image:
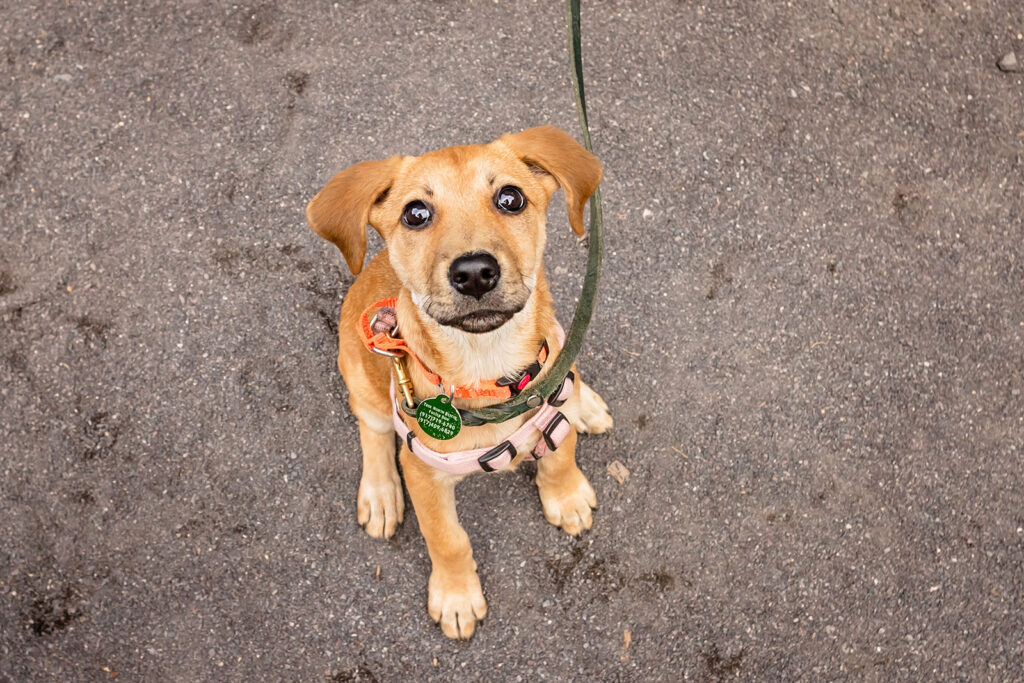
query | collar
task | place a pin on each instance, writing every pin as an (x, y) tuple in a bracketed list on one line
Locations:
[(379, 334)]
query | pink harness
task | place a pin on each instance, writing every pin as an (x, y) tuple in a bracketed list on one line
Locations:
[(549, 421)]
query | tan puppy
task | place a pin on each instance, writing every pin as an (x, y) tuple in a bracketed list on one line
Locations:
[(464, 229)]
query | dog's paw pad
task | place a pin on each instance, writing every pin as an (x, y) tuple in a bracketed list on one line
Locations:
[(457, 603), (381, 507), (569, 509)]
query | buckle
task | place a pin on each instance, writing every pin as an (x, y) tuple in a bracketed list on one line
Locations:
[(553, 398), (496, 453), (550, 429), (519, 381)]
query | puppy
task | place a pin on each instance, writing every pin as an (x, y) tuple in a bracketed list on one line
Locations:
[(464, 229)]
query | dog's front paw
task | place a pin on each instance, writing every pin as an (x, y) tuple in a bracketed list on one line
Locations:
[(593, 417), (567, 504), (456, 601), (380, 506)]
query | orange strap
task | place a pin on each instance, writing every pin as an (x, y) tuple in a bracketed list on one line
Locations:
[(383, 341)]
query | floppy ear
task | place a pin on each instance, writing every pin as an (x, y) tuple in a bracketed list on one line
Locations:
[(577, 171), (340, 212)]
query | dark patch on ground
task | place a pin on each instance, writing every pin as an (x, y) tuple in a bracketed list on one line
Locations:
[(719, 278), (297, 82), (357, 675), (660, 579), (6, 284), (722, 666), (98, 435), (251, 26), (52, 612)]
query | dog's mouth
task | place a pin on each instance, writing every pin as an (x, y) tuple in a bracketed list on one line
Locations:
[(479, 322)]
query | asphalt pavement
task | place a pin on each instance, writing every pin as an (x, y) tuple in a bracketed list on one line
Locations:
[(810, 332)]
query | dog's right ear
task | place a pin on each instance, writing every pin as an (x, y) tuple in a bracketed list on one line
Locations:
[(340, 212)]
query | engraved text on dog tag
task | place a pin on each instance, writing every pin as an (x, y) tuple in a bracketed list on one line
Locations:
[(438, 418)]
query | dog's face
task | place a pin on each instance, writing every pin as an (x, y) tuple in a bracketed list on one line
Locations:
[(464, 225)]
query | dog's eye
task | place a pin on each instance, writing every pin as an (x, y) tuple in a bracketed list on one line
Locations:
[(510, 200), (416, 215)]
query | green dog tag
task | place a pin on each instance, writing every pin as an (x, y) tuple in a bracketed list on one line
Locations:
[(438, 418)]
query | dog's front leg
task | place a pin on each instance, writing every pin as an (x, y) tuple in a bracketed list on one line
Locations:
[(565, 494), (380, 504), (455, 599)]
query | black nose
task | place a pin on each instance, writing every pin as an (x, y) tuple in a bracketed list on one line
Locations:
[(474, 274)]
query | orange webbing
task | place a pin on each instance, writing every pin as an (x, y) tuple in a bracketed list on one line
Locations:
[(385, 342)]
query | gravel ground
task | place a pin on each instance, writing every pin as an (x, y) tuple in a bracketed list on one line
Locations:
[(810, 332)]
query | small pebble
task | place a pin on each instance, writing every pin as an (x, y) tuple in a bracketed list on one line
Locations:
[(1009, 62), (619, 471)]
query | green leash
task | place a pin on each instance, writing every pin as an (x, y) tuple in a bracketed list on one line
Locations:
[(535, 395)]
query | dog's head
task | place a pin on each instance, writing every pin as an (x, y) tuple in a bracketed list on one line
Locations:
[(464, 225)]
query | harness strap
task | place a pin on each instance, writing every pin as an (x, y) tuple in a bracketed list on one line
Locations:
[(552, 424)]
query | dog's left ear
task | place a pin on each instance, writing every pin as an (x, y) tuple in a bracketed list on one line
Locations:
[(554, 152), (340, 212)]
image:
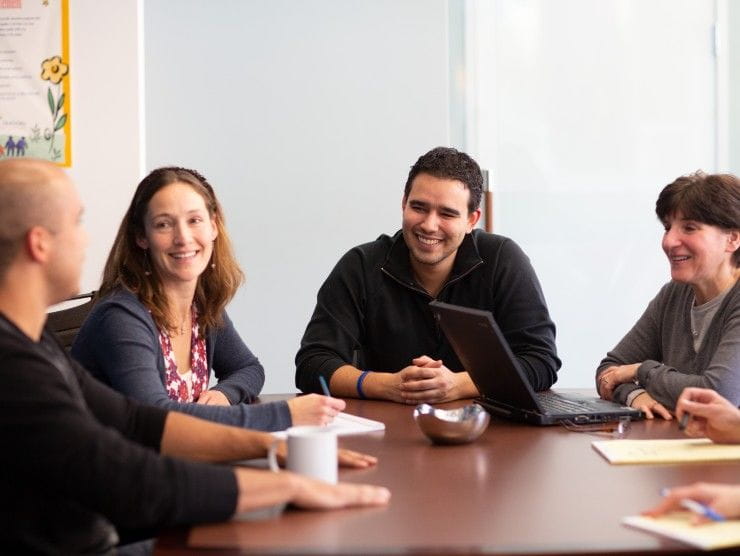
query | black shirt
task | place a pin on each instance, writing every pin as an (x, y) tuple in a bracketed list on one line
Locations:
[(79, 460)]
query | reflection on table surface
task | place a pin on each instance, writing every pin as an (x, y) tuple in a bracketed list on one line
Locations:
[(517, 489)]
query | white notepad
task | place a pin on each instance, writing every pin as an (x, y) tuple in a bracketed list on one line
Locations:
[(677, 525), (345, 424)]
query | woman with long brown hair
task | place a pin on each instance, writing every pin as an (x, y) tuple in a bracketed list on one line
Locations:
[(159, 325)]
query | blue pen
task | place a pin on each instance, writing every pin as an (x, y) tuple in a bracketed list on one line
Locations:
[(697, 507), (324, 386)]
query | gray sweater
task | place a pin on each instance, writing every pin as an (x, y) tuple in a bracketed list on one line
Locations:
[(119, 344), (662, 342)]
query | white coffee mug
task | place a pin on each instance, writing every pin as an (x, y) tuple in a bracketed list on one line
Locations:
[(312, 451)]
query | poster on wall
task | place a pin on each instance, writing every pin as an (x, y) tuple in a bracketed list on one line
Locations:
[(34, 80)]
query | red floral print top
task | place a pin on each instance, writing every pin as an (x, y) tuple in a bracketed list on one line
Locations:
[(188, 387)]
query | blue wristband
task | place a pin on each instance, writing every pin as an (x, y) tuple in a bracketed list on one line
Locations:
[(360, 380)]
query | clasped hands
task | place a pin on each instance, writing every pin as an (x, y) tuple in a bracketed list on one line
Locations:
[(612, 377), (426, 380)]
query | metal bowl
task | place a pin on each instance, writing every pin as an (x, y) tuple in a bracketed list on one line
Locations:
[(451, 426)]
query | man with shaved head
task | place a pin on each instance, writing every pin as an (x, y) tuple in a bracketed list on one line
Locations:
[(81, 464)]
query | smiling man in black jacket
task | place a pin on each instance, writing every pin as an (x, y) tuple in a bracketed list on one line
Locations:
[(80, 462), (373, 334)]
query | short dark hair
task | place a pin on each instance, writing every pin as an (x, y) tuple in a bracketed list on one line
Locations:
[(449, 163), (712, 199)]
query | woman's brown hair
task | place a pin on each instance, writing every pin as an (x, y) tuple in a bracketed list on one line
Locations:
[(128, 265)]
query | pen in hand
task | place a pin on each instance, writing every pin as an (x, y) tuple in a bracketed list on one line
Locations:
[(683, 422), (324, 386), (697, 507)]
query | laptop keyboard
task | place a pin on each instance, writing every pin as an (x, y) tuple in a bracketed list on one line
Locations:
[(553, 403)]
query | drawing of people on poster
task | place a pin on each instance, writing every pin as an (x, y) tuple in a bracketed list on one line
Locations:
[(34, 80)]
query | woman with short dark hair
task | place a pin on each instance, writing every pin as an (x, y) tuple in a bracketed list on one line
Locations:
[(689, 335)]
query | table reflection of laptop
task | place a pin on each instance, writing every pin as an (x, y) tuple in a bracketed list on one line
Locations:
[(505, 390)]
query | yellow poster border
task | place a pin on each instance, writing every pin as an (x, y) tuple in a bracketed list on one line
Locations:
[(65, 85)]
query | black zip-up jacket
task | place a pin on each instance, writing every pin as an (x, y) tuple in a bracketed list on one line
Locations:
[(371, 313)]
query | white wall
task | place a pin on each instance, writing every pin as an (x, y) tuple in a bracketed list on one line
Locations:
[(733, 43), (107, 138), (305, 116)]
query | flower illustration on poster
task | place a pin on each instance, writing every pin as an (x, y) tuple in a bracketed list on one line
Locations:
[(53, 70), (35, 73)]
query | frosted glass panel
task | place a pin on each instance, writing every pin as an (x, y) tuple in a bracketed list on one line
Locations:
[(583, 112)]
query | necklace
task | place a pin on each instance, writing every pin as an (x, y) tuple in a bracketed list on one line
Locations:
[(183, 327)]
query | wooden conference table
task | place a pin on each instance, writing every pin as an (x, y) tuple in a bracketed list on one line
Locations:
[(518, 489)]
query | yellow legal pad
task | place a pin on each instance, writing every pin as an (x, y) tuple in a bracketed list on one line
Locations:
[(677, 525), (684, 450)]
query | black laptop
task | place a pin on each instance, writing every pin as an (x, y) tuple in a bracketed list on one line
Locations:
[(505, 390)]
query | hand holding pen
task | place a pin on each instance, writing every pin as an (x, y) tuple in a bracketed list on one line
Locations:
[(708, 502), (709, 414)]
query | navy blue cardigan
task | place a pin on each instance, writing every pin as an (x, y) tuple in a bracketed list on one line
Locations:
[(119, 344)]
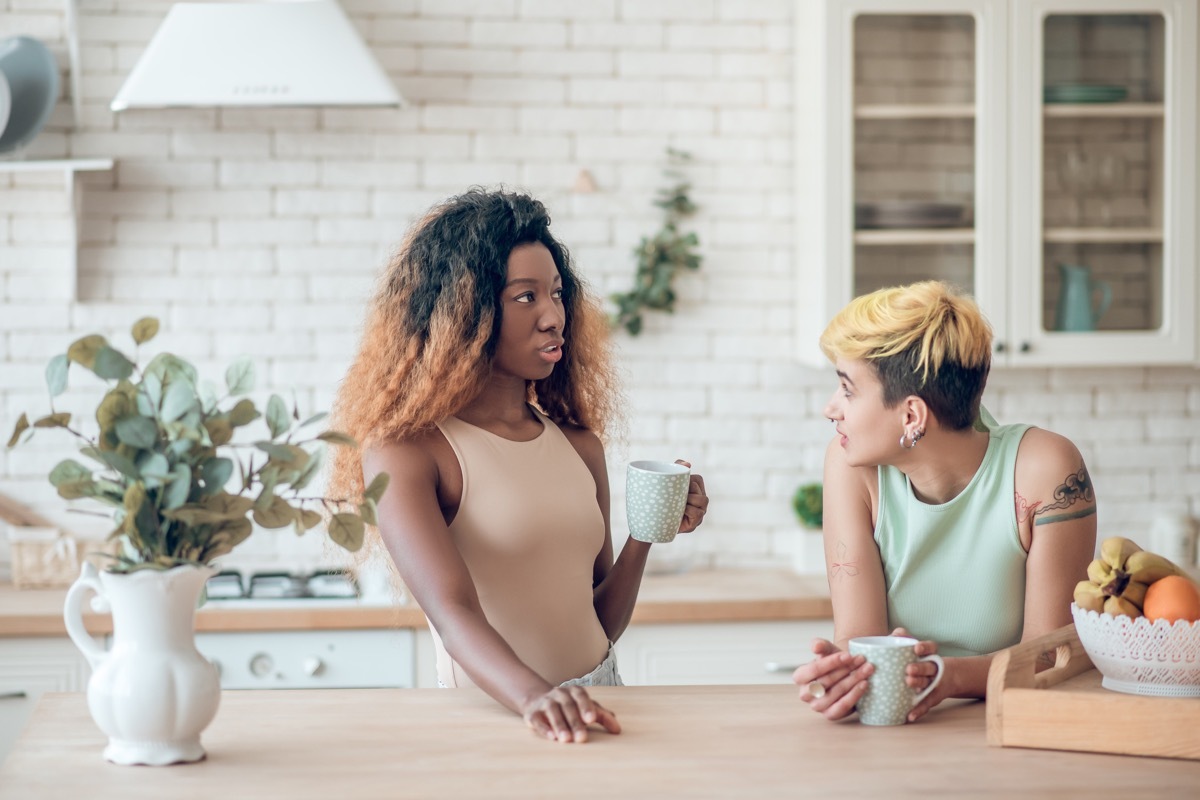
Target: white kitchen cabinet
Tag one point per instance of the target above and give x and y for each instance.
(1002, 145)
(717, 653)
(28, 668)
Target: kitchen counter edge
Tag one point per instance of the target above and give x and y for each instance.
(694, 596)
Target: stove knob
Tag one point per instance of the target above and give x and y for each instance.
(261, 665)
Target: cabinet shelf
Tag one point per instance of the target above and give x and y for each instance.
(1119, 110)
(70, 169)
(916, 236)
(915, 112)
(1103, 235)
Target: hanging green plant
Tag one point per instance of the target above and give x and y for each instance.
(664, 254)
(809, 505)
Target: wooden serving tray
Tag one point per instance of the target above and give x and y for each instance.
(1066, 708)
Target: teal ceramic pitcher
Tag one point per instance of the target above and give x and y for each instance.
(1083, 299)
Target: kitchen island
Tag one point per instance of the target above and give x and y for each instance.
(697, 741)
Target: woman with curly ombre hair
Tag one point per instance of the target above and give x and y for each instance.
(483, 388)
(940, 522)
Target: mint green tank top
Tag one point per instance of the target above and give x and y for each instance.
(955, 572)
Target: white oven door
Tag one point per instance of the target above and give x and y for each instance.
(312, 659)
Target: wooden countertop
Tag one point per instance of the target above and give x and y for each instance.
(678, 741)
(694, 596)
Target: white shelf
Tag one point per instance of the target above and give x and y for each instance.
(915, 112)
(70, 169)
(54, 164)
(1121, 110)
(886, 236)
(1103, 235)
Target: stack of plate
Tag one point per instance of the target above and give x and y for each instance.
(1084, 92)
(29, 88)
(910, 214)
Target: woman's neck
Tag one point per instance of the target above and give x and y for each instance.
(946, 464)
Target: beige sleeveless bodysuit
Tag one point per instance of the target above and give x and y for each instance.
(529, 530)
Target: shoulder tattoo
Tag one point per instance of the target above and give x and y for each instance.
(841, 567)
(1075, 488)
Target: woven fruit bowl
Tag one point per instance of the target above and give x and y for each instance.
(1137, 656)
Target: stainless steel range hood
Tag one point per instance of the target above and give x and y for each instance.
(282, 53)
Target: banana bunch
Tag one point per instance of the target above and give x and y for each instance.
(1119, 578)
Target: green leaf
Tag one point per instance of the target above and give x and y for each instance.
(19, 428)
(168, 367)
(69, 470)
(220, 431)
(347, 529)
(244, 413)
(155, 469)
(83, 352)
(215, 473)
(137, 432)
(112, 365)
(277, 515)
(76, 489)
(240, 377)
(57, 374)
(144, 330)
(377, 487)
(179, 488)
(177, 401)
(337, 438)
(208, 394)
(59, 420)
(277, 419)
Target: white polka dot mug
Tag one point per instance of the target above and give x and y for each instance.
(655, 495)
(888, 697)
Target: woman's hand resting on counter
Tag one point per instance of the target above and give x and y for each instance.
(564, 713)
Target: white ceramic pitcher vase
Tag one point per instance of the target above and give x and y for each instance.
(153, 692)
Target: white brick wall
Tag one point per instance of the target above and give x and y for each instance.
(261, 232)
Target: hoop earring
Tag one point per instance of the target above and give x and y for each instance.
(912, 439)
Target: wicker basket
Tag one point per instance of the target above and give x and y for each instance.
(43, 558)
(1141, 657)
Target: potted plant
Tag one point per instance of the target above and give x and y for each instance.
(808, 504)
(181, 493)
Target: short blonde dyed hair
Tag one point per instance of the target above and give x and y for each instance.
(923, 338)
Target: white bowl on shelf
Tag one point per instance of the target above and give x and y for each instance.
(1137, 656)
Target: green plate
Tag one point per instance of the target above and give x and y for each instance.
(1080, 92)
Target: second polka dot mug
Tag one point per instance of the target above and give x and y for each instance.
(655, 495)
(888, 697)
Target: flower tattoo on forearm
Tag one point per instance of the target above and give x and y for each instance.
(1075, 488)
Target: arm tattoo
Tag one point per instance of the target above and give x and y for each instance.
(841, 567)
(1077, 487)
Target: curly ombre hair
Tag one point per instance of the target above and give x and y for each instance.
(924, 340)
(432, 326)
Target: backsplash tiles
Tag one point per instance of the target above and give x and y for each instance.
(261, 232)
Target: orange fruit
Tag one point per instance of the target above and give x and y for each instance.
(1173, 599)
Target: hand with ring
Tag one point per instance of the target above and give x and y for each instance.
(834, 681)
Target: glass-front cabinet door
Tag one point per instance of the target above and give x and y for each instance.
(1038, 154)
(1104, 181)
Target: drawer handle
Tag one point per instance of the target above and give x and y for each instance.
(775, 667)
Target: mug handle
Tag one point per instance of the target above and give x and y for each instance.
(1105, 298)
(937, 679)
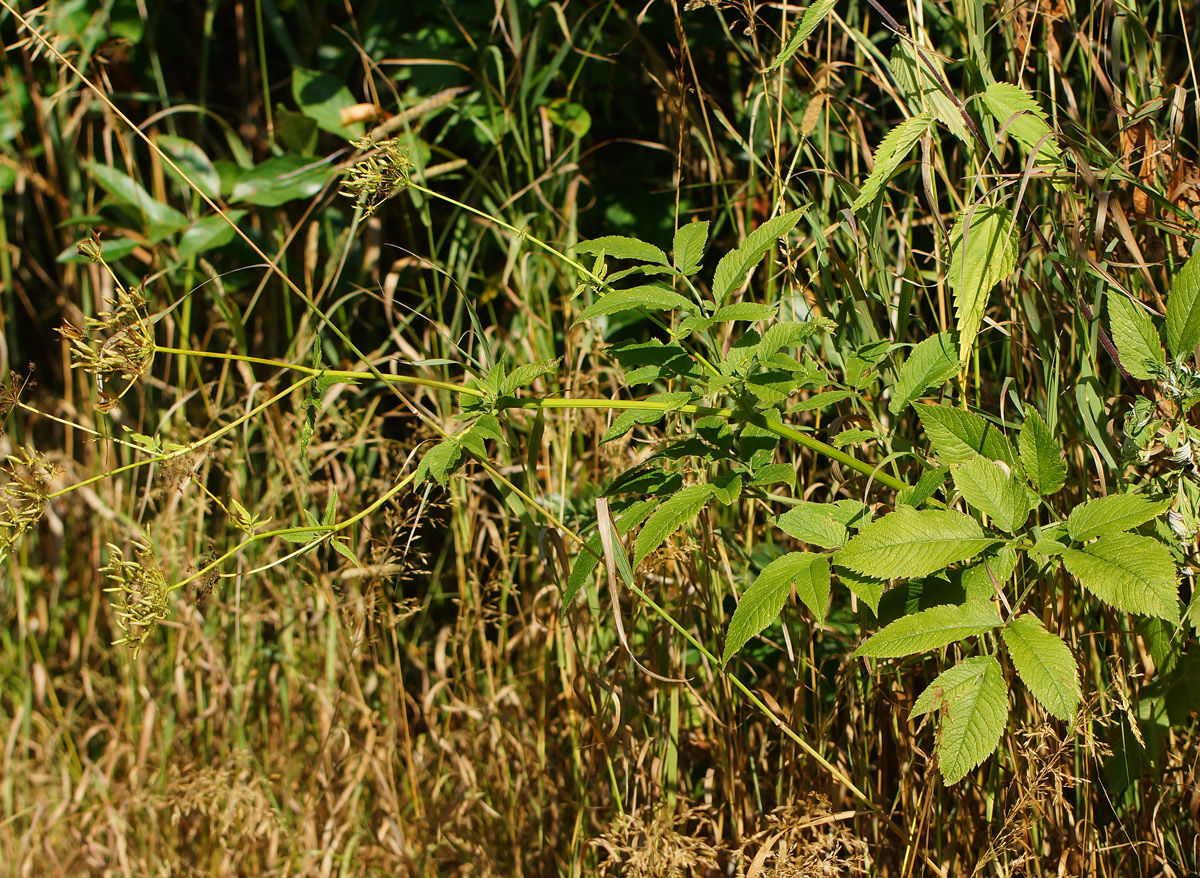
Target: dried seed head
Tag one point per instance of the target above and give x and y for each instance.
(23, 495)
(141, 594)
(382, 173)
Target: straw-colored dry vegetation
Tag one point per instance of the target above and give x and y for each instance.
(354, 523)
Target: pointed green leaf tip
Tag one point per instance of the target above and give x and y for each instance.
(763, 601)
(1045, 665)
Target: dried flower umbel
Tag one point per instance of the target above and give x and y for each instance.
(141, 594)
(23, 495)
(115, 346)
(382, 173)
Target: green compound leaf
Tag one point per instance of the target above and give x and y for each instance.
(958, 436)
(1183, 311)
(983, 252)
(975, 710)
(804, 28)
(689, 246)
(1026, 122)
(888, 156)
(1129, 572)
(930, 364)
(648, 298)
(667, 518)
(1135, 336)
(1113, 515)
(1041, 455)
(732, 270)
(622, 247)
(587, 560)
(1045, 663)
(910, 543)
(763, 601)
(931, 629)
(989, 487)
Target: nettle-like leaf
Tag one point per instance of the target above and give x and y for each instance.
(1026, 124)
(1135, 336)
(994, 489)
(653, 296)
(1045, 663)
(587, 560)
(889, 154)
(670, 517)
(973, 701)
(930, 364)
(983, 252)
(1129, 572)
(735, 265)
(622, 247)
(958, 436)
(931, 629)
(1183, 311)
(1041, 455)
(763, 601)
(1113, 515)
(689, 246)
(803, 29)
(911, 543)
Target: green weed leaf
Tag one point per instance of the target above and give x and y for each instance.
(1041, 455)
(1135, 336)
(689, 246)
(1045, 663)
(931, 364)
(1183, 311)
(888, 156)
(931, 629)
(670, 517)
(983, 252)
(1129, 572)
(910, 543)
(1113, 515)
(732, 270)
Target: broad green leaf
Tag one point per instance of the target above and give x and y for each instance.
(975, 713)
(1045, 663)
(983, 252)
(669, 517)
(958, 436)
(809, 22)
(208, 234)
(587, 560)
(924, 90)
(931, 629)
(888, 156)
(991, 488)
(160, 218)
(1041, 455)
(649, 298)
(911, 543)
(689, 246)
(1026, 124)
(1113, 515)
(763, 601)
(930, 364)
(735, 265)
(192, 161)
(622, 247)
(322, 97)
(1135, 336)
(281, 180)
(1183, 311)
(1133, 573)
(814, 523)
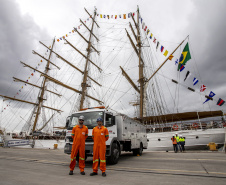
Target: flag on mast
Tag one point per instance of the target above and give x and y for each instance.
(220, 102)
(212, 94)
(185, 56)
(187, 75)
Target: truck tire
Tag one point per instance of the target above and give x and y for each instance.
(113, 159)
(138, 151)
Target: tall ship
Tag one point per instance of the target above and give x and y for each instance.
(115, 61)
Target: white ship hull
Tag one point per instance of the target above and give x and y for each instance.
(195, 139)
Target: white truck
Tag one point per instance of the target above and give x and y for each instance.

※ ※ ※

■ **Exercise**
Look above for the line containing "Target: dried flower umbel", then copy exactly from it through the line containing "Target: white truck", keeping both and leaving out pictures. Add nothing else.

■ **Response**
Target: dried flower umbel
Tag one point per instance of the target above and give x and y for each instance.
(141, 594)
(23, 495)
(115, 346)
(382, 173)
Target: green compound leaf
Tag one point per instance of the target above and give x and y for each instance.
(958, 436)
(1183, 311)
(983, 252)
(975, 710)
(804, 28)
(689, 246)
(1026, 122)
(888, 156)
(1129, 572)
(930, 364)
(648, 298)
(667, 518)
(1135, 336)
(1113, 515)
(1041, 455)
(732, 270)
(622, 247)
(587, 560)
(1045, 663)
(910, 543)
(763, 601)
(931, 629)
(989, 487)
Target: nettle-like leaf
Tag one point per instance of the target above and give x and y for each instance.
(1026, 124)
(1135, 336)
(994, 489)
(653, 296)
(1045, 663)
(587, 560)
(889, 154)
(670, 517)
(973, 701)
(930, 364)
(983, 252)
(1129, 572)
(735, 265)
(622, 247)
(958, 436)
(931, 629)
(1183, 311)
(1041, 455)
(763, 601)
(1113, 515)
(689, 246)
(803, 29)
(911, 543)
Target: green weed leaf
Tag one point per instance of the target above and give x and y for each instance.
(1041, 455)
(1135, 336)
(689, 246)
(1045, 663)
(931, 364)
(1183, 311)
(888, 156)
(931, 629)
(670, 517)
(983, 252)
(1129, 572)
(910, 543)
(1113, 515)
(732, 270)
Target: broad green leaf
Tag one point per instance of the target above and give x and y for each instance.
(975, 713)
(1045, 663)
(983, 252)
(669, 517)
(958, 436)
(809, 22)
(208, 234)
(587, 560)
(924, 90)
(931, 629)
(888, 156)
(991, 488)
(160, 218)
(1041, 455)
(649, 298)
(911, 543)
(689, 246)
(1026, 124)
(1113, 515)
(763, 601)
(930, 364)
(735, 265)
(192, 161)
(622, 247)
(322, 97)
(1135, 336)
(281, 180)
(1183, 311)
(1133, 573)
(814, 523)
Target: flag on mast
Tag one point per instance of the target above and give x and y for each instance.
(220, 102)
(212, 94)
(185, 56)
(187, 75)
Target: truck tire
Tag one point per instance of the target above and give x and y for each instance.
(113, 159)
(138, 151)
Target: tall ship
Tag one point per instance of the target above and give x and y for each instance.
(115, 61)
Target: white ship hull
Tag one point per instance of the target above and give x and y for each instance.
(195, 139)
Target: white truck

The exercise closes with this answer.